'''
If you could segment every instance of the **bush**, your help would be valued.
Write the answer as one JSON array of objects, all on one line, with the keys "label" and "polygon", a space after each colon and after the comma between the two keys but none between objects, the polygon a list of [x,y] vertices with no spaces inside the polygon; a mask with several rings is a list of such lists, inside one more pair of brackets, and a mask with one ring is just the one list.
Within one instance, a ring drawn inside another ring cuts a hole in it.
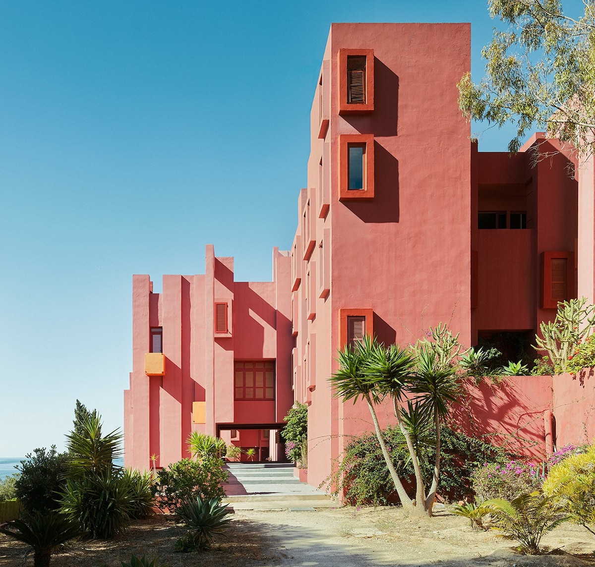
[{"label": "bush", "polygon": [[12,475],[7,477],[4,480],[0,480],[0,502],[7,500],[14,500],[17,497],[17,491],[14,485],[18,478],[18,475]]},{"label": "bush", "polygon": [[512,500],[523,493],[533,492],[541,484],[534,465],[516,461],[484,463],[473,472],[471,481],[479,502],[494,498]]},{"label": "bush", "polygon": [[591,533],[595,524],[595,445],[582,455],[571,455],[554,465],[543,491],[576,524]]},{"label": "bush", "polygon": [[157,474],[159,508],[174,512],[198,496],[208,500],[215,498],[220,502],[225,496],[221,485],[227,482],[229,475],[222,465],[220,459],[206,459],[201,463],[182,459],[159,471]]},{"label": "bush", "polygon": [[18,466],[20,475],[14,483],[15,496],[27,512],[45,512],[59,508],[58,493],[64,485],[68,456],[59,453],[52,445],[29,453]]},{"label": "bush", "polygon": [[285,454],[290,461],[308,467],[308,405],[296,402],[283,418],[287,424],[281,430]]},{"label": "bush", "polygon": [[[414,436],[425,478],[434,471],[435,441],[433,428],[426,427]],[[412,478],[413,466],[402,433],[396,427],[383,431],[387,448],[392,456],[397,474]],[[446,425],[440,429],[440,484],[439,491],[451,500],[470,493],[470,476],[477,459],[504,459],[502,449],[468,437]],[[337,473],[327,479],[335,493],[343,490],[346,501],[352,505],[386,505],[394,500],[394,487],[380,450],[376,436],[365,434],[354,437],[347,445]]]}]

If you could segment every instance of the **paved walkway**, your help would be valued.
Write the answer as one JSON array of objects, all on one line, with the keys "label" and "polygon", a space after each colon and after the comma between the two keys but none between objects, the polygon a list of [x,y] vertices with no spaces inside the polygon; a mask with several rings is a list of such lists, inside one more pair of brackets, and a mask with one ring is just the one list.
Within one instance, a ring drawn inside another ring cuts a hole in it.
[{"label": "paved walkway", "polygon": [[225,501],[234,510],[294,511],[328,508],[337,503],[318,488],[293,476],[292,463],[228,463]]}]

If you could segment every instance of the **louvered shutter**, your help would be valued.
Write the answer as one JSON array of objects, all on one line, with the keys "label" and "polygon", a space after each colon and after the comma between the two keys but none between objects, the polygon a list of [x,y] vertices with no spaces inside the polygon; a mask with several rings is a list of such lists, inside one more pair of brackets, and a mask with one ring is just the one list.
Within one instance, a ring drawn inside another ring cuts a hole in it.
[{"label": "louvered shutter", "polygon": [[364,338],[366,333],[366,318],[363,316],[351,316],[347,318],[347,342],[356,346]]},{"label": "louvered shutter", "polygon": [[565,258],[552,259],[552,299],[564,301],[566,299],[566,262]]},{"label": "louvered shutter", "polygon": [[227,332],[227,304],[215,303],[215,332]]}]

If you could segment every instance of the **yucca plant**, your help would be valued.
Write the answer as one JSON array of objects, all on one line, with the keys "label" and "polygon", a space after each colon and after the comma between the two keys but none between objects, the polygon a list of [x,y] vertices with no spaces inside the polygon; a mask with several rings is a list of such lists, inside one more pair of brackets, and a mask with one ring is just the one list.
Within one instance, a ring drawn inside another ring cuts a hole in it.
[{"label": "yucca plant", "polygon": [[490,509],[483,504],[478,505],[474,502],[458,504],[453,507],[451,511],[457,516],[467,518],[471,522],[471,528],[475,531],[486,529],[483,525],[483,518],[490,513]]},{"label": "yucca plant", "polygon": [[178,541],[180,551],[208,549],[213,536],[220,534],[231,518],[226,504],[217,498],[203,500],[200,496],[180,506],[176,512],[190,531]]},{"label": "yucca plant", "polygon": [[553,499],[540,491],[525,493],[512,502],[495,498],[482,505],[505,535],[516,540],[523,553],[538,555],[541,538],[569,519]]},{"label": "yucca plant", "polygon": [[158,557],[149,559],[146,553],[141,557],[137,557],[133,553],[128,563],[122,561],[121,563],[121,567],[165,567],[165,564],[161,563]]},{"label": "yucca plant", "polygon": [[77,524],[55,512],[24,513],[21,519],[0,528],[0,533],[23,541],[33,550],[35,567],[48,567],[60,546],[81,534]]}]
'''
◆ **Aim**
Can you arrange every line of the data above into a Markdown table with an Index column for the row number and a Text column for the line, skipping blank lines and leaving out the pictures?

◆ **Correct result**
| Index | Text |
|---|---|
| 1 | If you could segment every instance of the **bush**, your help would be valued. |
| 2 | Write the answer as one JSON array of objects, all on one line, with the keys "label" and "polygon", a space after each colon and after the comma between the two keys but none between objects, the polygon a list of [x,y] vertices with no spaces inside the polygon; a mask with several rings is a list of such lists, inside one more pair of brackets, and a mask with one ring is just the one list. |
| 3 | Within one instance, a ring drawn inside another ring cuts a hole in it. |
| 4 | [{"label": "bush", "polygon": [[12,475],[7,477],[4,480],[0,480],[0,502],[7,500],[14,500],[17,497],[17,491],[14,485],[18,478],[18,475]]},{"label": "bush", "polygon": [[512,500],[523,493],[533,492],[541,484],[534,465],[516,461],[484,463],[473,472],[471,481],[479,502],[494,498]]},{"label": "bush", "polygon": [[591,533],[595,524],[595,445],[582,455],[571,455],[554,465],[543,491],[576,524]]},{"label": "bush", "polygon": [[157,474],[159,508],[174,512],[198,496],[208,500],[215,498],[220,502],[225,496],[221,485],[227,482],[229,475],[222,465],[220,459],[206,459],[201,463],[182,459],[159,471]]},{"label": "bush", "polygon": [[18,466],[20,475],[14,483],[15,496],[27,512],[45,512],[59,508],[58,493],[64,485],[68,456],[59,453],[52,445],[29,453]]},{"label": "bush", "polygon": [[285,454],[290,461],[308,467],[308,405],[296,402],[283,418],[287,424],[281,430]]},{"label": "bush", "polygon": [[[414,436],[425,478],[434,471],[435,441],[433,428],[426,427]],[[412,478],[413,466],[402,433],[396,427],[383,431],[387,448],[392,456],[397,474]],[[446,425],[440,429],[440,484],[439,491],[451,500],[470,493],[470,476],[477,459],[504,459],[502,449],[468,437]],[[337,473],[327,479],[335,493],[343,490],[346,501],[352,505],[386,505],[394,500],[394,487],[380,450],[376,436],[365,434],[354,437],[347,445]]]}] |
| 5 | If you could segment every instance of the **paved walkway**, your help would be valued. |
| 6 | Write the answer as one JSON array of objects, all on one line, with the keys "label" and "polygon", a space after each colon and after the comma between the two keys but none between objects, the polygon a list of [x,y] vertices with no spaces inside the polygon; a mask with several rings is a list of such lists, inside one more pair of brackets, and a mask with one ring is just the one list. |
| 7 | Within one instance, a ring drawn inside another ring cuts a hole in it. |
| 8 | [{"label": "paved walkway", "polygon": [[225,501],[234,510],[294,511],[328,508],[337,503],[318,488],[293,476],[292,463],[228,463]]}] |
| 9 | If you could segment every instance of the **louvered shutter**, your help would be valued. |
| 10 | Write the answer as one JSON array of objects, all on one line, with the keys "label" and "polygon", a space after each colon and after the comma between the two keys but none between objects, the polygon a list of [x,y] vertices with no spaces inside the polygon; a mask with several rings is a list of such lists, inside one more pair of brackets, and a mask with one ring is just the one list. |
| 11 | Within one instance, a ring drawn inside another ring cuts a hole in it. |
| 12 | [{"label": "louvered shutter", "polygon": [[364,338],[366,333],[366,318],[363,316],[351,316],[347,318],[347,342],[356,346]]},{"label": "louvered shutter", "polygon": [[565,258],[552,259],[552,299],[564,301],[566,299],[566,262]]},{"label": "louvered shutter", "polygon": [[227,332],[227,304],[215,303],[215,332]]}] |
| 13 | If you could segment every instance of the **yucca plant**, your help would be valued. |
| 14 | Write the answer as one JSON array of objects, all on one line, with the keys "label" and "polygon", a space after each colon and after the comma between the two keys but none between objects, the polygon a list of [x,y] vertices with no spaces inside the polygon; a mask with several rings is a list of such lists, inside one more pair of brackets, and a mask with one ring is just the one list. |
| 15 | Within one instance, a ring drawn inside another ring cuts a hole in it. |
| 16 | [{"label": "yucca plant", "polygon": [[490,509],[483,504],[478,505],[474,502],[458,504],[453,507],[451,511],[457,516],[467,518],[471,522],[471,528],[475,531],[486,529],[483,525],[483,518],[490,513]]},{"label": "yucca plant", "polygon": [[178,541],[180,551],[208,549],[213,536],[220,534],[231,518],[226,504],[217,498],[203,500],[200,496],[180,506],[176,512],[190,531]]},{"label": "yucca plant", "polygon": [[553,499],[540,491],[525,493],[512,502],[495,498],[482,505],[505,535],[516,540],[523,553],[538,555],[541,538],[569,519]]},{"label": "yucca plant", "polygon": [[158,557],[149,559],[146,553],[141,557],[137,557],[133,553],[128,563],[122,561],[121,563],[121,567],[165,567],[165,564],[161,563]]},{"label": "yucca plant", "polygon": [[77,524],[55,512],[24,513],[21,519],[0,528],[0,533],[23,541],[33,550],[35,567],[48,567],[60,546],[81,534]]}] |